> **Dataset records**:

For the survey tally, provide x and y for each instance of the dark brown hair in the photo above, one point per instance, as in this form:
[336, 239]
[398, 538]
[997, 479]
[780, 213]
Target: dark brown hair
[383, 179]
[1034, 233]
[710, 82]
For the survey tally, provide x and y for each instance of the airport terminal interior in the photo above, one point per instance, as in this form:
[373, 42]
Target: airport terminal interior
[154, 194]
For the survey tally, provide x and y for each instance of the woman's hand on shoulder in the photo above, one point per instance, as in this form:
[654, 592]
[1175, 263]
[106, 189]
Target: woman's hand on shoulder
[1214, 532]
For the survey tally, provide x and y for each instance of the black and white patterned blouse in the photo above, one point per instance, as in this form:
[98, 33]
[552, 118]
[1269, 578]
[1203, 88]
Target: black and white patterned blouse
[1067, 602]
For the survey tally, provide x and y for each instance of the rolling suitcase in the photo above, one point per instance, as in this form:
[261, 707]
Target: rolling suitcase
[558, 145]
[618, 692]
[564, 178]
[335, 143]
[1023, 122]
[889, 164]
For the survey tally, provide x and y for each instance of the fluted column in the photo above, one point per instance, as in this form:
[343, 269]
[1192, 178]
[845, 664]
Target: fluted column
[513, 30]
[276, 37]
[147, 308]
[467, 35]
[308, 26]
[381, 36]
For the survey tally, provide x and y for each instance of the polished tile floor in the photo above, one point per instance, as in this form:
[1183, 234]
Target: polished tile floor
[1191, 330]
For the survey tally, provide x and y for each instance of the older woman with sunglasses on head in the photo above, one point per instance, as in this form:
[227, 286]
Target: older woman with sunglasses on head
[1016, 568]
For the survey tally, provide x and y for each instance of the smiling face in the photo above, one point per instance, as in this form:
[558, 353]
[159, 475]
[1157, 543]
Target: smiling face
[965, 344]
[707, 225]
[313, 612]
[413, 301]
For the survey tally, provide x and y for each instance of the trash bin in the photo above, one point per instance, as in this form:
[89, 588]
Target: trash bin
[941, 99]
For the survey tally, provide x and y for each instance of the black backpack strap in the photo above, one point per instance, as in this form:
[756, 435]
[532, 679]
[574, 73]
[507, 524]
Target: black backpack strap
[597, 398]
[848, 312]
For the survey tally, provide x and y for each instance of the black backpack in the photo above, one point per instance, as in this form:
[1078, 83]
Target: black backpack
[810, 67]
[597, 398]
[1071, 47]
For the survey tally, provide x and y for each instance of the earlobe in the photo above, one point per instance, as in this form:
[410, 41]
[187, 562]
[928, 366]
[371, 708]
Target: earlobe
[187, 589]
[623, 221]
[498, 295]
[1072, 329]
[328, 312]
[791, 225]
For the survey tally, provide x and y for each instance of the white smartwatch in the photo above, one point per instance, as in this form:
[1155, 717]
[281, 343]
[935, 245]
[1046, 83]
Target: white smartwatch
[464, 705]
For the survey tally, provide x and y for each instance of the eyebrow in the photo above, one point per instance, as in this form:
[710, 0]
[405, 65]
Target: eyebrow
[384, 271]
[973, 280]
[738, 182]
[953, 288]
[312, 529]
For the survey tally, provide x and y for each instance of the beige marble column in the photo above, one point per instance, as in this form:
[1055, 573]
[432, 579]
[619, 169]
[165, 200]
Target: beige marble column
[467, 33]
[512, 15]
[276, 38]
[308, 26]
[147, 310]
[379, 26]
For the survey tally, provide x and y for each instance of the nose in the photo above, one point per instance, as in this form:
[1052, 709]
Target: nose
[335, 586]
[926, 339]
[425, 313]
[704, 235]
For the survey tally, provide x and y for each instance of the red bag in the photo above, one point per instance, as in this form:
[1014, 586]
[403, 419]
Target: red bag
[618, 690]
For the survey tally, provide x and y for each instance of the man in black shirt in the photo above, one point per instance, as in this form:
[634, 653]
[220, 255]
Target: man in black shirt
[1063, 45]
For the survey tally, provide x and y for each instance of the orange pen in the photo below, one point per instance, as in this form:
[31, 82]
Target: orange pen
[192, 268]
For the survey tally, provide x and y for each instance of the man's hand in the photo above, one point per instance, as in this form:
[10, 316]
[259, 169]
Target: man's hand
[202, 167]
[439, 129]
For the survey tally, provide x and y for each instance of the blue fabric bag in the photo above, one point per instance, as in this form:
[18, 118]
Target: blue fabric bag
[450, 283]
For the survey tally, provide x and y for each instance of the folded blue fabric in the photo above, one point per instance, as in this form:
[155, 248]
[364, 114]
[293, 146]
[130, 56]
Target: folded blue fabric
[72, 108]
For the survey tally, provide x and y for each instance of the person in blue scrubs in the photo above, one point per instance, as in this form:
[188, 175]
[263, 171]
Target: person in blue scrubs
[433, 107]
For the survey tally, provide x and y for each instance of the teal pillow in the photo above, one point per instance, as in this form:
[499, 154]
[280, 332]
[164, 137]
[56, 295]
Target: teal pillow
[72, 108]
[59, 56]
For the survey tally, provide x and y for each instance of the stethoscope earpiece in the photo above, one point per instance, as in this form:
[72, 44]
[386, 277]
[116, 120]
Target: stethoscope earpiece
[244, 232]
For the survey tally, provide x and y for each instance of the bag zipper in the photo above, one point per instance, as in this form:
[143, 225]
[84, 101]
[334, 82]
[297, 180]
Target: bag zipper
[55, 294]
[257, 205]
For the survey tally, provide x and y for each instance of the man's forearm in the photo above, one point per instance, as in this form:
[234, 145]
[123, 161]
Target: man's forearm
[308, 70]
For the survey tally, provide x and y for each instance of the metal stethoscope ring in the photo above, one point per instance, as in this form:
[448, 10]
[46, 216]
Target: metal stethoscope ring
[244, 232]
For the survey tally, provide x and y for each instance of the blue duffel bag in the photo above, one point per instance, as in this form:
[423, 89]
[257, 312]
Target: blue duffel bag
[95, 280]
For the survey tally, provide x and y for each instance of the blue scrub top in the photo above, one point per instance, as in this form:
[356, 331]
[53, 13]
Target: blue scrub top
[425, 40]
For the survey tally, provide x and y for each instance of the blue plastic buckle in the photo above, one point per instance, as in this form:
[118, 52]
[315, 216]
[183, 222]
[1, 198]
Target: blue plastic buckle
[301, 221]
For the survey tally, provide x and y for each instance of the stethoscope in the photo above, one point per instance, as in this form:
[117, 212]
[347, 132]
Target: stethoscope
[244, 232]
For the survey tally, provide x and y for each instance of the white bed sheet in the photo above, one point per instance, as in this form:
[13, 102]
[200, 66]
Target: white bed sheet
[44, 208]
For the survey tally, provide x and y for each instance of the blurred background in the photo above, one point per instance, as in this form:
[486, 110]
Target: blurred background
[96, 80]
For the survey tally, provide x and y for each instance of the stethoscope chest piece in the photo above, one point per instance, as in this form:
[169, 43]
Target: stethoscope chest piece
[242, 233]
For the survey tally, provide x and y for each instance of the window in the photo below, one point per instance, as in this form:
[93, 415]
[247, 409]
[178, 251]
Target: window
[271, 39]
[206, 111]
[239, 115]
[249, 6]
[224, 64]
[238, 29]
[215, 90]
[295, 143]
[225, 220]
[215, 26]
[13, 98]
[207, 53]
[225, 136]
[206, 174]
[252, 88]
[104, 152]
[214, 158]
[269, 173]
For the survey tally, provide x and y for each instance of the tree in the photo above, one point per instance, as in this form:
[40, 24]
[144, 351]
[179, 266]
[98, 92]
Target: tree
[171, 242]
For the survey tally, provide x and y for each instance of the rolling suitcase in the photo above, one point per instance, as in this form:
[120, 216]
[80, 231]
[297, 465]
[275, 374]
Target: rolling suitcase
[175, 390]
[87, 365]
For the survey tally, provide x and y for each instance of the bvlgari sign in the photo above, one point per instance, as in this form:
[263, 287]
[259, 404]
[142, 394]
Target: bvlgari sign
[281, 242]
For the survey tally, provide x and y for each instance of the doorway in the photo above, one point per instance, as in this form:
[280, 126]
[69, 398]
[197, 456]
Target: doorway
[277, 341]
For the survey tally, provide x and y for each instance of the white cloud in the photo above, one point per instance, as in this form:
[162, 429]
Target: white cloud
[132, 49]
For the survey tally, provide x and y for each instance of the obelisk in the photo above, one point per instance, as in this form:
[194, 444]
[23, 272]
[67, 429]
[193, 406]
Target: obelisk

> **Action item**:
Copy here each line of the preceding records with "obelisk" in it.

> **Output of the task**:
For the survey tally, provide x and y for each instance of the obelisk in the photo above, one point per instance, as in this form:
Target: obelisk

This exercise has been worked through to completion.